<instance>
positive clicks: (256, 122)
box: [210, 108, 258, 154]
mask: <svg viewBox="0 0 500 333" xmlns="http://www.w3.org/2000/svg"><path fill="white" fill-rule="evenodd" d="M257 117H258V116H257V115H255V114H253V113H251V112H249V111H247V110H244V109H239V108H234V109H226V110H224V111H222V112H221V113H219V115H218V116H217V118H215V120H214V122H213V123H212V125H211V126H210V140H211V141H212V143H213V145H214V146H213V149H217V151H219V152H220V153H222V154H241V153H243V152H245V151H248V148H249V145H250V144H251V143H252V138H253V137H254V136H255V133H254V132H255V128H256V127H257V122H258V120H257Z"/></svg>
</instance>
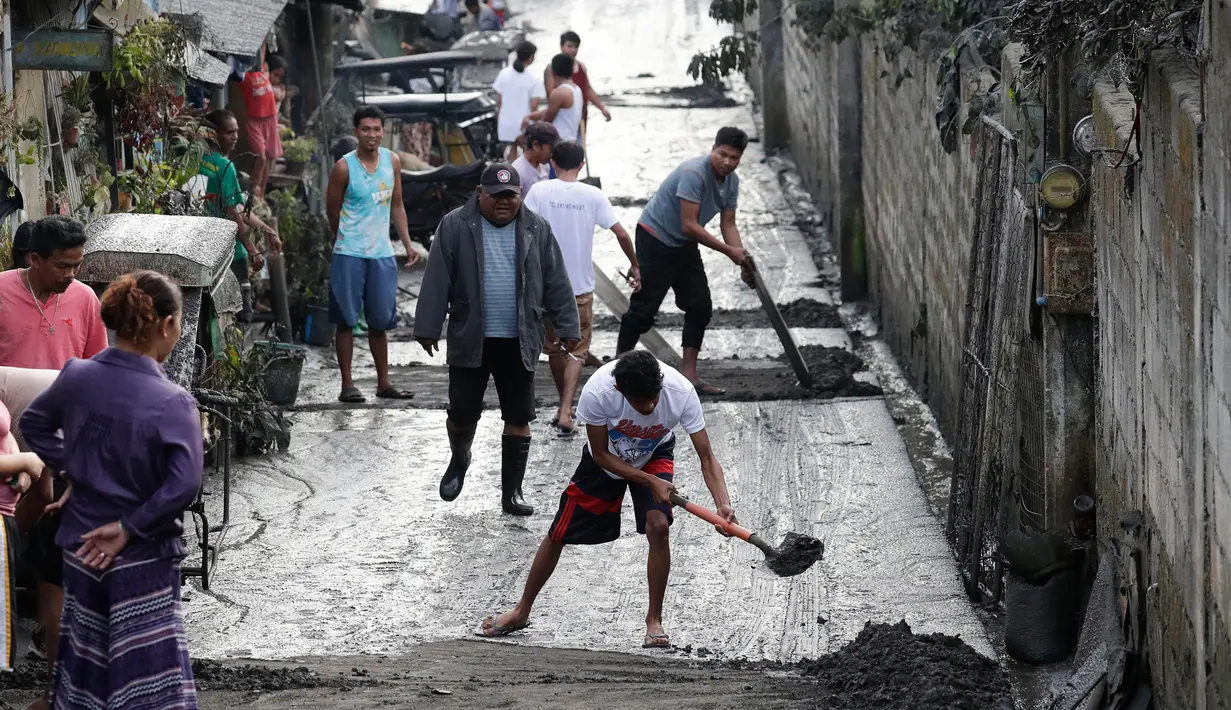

____________

TASK PROMPT - Each line above should be printed again exactly, though the pictures should not be.

SOLUTION -
<instance>
positive clicks: (256, 122)
box: [210, 108, 258, 154]
mask: <svg viewBox="0 0 500 333" xmlns="http://www.w3.org/2000/svg"><path fill="white" fill-rule="evenodd" d="M257 117H258V116H257V115H255V114H253V113H251V112H249V111H247V110H244V109H239V108H234V109H226V110H224V111H222V112H221V113H219V115H218V116H217V118H215V120H214V122H213V123H212V125H211V126H210V140H211V141H212V143H213V145H214V146H213V149H217V151H219V152H220V153H222V154H241V153H243V152H245V151H248V148H249V145H250V144H251V143H252V138H253V137H254V136H255V133H254V132H255V128H256V127H257V122H258V120H257Z"/></svg>
</instance>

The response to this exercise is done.